▶ _Short exercise_
Copy only this range: the line with "on the concrete" through the final line of the material, inclusive at both ends.

================================

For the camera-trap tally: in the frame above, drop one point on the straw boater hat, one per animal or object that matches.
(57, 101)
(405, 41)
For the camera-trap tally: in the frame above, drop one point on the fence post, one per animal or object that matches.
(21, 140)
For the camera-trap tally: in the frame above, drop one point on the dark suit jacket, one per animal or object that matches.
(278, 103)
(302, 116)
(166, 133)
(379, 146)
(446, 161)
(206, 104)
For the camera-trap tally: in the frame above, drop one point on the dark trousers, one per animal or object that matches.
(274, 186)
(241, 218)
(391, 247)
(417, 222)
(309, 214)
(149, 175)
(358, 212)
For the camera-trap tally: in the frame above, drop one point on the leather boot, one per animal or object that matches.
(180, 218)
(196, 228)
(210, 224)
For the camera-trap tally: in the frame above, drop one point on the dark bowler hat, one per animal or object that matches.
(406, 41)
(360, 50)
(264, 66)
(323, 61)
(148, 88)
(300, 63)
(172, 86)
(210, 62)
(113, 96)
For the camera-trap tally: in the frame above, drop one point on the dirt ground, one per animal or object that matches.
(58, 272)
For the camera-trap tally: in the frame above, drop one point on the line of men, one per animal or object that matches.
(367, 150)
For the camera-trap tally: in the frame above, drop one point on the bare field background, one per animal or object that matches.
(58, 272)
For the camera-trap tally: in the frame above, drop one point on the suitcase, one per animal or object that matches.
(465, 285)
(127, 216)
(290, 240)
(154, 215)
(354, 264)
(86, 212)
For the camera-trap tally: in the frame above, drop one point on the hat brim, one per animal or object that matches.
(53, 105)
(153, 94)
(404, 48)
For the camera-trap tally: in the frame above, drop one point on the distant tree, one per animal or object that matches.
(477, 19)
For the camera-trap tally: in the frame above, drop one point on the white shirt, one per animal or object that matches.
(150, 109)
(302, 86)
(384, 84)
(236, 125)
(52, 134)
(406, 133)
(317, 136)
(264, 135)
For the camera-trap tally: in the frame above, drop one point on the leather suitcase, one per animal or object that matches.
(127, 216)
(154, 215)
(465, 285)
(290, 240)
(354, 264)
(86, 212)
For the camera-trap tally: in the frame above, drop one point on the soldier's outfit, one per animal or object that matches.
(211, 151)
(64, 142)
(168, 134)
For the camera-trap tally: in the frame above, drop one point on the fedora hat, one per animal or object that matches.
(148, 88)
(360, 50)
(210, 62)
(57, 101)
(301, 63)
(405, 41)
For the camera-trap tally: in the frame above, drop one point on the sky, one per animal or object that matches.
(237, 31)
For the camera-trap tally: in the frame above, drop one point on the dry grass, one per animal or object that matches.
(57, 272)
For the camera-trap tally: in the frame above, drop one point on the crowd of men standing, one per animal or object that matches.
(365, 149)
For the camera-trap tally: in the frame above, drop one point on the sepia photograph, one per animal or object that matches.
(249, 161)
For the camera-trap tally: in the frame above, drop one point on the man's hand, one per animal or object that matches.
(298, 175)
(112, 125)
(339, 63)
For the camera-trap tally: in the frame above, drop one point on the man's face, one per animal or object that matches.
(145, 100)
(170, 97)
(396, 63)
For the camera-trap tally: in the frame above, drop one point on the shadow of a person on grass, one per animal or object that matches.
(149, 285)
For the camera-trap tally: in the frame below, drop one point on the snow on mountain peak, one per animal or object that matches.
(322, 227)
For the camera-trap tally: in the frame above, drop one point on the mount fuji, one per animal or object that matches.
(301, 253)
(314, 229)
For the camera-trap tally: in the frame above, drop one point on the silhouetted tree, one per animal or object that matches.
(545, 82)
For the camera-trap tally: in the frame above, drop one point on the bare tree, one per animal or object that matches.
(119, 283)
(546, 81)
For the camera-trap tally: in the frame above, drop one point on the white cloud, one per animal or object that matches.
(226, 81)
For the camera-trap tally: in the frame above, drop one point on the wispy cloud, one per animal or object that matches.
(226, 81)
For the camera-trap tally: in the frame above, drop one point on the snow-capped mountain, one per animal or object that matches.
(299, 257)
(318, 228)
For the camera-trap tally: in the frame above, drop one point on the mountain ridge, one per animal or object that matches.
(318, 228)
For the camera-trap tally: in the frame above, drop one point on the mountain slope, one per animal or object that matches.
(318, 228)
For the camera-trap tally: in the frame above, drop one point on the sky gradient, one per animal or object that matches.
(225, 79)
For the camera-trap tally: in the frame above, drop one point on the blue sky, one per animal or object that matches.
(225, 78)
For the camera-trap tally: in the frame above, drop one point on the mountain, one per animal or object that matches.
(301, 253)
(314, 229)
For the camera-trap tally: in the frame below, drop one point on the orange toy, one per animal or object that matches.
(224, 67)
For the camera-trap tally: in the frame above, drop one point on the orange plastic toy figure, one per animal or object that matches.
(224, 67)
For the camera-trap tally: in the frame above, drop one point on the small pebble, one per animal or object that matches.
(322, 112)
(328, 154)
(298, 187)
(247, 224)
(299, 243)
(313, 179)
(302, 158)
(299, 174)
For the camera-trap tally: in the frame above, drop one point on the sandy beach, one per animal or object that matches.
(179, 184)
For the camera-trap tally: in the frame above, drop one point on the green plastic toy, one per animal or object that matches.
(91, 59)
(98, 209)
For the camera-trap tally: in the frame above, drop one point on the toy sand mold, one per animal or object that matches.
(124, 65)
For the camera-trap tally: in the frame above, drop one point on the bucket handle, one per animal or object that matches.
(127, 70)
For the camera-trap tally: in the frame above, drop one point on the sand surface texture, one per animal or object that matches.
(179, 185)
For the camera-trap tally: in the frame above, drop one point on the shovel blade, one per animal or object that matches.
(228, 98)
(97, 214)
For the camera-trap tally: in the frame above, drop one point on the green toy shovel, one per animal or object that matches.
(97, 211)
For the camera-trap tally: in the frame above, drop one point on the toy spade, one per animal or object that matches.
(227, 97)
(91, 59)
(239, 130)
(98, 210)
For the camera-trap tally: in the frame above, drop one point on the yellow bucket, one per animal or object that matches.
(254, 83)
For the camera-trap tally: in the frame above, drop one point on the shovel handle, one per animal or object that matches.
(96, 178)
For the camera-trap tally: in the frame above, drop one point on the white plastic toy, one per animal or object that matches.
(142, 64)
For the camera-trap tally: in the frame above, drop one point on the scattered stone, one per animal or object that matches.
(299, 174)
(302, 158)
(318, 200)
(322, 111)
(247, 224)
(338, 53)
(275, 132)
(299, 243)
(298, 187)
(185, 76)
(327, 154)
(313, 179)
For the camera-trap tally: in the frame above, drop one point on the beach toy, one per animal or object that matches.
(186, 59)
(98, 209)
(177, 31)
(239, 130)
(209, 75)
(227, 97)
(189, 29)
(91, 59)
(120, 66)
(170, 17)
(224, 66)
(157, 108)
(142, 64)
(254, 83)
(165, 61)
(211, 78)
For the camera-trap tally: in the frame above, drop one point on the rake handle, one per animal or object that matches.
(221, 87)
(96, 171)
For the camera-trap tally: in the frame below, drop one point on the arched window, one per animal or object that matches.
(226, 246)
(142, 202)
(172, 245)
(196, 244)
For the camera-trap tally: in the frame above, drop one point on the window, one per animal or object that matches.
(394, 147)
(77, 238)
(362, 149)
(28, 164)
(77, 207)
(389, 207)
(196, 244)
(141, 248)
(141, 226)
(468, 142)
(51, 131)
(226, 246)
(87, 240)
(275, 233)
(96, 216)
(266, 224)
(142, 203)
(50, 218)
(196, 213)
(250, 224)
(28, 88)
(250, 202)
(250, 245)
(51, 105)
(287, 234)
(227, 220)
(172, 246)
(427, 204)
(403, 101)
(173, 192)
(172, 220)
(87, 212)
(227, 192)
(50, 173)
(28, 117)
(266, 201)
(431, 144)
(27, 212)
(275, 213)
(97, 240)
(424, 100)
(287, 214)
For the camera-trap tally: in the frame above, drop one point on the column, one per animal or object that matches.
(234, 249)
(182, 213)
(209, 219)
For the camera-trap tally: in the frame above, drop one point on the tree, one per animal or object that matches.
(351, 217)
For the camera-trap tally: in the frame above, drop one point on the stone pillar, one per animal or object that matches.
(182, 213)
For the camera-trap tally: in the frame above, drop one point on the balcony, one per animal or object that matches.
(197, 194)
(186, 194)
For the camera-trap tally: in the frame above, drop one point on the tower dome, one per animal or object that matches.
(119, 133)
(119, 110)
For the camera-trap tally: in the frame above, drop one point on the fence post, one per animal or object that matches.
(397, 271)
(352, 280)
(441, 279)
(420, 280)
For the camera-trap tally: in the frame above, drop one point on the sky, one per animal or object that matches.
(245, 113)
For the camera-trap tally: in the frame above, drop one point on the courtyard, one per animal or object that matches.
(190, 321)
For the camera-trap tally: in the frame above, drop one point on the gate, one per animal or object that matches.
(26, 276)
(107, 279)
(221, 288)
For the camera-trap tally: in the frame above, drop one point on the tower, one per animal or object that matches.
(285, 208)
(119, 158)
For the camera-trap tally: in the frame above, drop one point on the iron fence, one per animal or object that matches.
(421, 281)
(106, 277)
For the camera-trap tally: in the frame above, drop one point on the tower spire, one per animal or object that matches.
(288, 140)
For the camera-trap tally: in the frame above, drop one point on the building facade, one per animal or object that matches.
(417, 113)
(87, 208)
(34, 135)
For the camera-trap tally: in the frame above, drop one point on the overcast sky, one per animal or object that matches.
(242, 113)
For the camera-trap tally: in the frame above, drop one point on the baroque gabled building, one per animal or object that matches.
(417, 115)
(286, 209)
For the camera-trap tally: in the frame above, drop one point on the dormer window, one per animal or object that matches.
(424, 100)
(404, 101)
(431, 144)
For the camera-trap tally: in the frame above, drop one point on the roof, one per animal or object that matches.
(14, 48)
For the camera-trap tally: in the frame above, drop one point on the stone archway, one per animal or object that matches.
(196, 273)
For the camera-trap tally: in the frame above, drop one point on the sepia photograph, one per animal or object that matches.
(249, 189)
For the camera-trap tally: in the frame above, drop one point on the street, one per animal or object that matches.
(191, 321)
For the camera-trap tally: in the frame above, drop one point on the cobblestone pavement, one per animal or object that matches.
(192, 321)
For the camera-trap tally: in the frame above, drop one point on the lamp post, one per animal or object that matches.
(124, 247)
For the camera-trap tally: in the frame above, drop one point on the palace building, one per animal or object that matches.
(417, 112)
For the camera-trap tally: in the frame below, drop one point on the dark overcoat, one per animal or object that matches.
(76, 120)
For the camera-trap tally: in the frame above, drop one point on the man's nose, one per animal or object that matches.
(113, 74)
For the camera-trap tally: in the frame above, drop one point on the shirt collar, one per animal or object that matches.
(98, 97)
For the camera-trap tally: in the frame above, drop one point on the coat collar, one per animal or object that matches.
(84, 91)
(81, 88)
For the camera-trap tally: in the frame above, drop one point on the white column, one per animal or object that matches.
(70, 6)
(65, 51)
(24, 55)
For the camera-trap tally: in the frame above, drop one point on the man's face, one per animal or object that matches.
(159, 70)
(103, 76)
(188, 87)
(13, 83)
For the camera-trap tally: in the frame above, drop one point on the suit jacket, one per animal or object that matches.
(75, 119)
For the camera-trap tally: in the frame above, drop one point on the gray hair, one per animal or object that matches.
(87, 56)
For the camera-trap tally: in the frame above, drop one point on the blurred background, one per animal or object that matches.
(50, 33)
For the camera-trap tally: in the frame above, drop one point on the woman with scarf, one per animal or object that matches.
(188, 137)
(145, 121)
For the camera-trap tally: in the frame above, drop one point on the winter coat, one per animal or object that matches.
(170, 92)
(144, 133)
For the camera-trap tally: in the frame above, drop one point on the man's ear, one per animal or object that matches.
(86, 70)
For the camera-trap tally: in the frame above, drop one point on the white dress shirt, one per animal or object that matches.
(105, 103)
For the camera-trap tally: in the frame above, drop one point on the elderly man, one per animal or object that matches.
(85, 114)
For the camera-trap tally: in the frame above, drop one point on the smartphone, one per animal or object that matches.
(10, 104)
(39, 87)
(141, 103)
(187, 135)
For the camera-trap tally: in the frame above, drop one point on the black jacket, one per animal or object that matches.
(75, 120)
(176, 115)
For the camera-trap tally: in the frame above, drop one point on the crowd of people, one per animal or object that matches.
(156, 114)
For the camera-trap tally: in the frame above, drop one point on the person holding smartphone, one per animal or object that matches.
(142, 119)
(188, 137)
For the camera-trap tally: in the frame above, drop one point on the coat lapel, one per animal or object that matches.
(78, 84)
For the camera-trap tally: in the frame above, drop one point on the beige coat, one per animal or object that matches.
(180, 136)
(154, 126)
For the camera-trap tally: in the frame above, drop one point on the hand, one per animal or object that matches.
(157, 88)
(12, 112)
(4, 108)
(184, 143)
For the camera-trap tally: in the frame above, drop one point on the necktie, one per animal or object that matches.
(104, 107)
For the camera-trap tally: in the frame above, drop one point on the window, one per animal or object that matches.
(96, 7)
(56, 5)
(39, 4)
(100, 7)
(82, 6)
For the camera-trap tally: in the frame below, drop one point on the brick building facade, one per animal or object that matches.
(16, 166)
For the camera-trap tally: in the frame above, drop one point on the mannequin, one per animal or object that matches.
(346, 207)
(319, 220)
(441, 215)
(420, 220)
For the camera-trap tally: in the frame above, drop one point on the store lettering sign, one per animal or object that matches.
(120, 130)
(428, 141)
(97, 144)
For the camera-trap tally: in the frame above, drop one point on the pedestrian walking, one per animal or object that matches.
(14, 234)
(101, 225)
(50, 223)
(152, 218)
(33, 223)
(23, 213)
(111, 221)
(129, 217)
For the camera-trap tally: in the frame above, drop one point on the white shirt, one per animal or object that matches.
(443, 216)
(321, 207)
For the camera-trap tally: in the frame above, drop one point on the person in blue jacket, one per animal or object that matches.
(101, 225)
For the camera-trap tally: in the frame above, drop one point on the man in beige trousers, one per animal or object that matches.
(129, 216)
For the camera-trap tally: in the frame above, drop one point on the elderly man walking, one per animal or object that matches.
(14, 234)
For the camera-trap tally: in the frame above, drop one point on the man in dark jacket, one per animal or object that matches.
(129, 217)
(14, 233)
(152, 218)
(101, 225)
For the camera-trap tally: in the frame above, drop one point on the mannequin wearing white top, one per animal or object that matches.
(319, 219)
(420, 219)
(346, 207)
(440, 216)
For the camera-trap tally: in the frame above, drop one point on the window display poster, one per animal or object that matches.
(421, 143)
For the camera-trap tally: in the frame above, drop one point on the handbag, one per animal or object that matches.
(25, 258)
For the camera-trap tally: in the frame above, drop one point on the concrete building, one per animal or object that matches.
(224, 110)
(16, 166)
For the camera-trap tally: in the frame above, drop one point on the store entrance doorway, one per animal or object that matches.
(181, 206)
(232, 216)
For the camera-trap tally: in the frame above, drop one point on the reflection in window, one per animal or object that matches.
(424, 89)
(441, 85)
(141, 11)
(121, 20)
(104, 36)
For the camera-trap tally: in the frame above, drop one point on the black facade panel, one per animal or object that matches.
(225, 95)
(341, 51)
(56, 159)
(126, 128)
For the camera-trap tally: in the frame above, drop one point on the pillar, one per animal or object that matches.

================================

▶ _Problem solution_
For the camera-trap tally: in the frame above, drop one point on the concrete building, one per animal or object that matches.
(224, 110)
(16, 166)
For the camera-trap tally: in the frame above, drop one point on the store entrance doorway, one per animal or object that matches.
(181, 206)
(232, 216)
For the camera-trap tally: in the frame above, drop one point on the reflection in window, one per animal or object that matches.
(424, 89)
(441, 85)
(141, 11)
(121, 20)
(104, 36)
For the camera-trap tally: in the frame above, drop one point on the black facade panel, one per animal or object that matches.
(225, 95)
(341, 51)
(56, 159)
(126, 128)
For the camera-trap tally: in the frame above, drop one point on the pillar, one per animal or object that matches.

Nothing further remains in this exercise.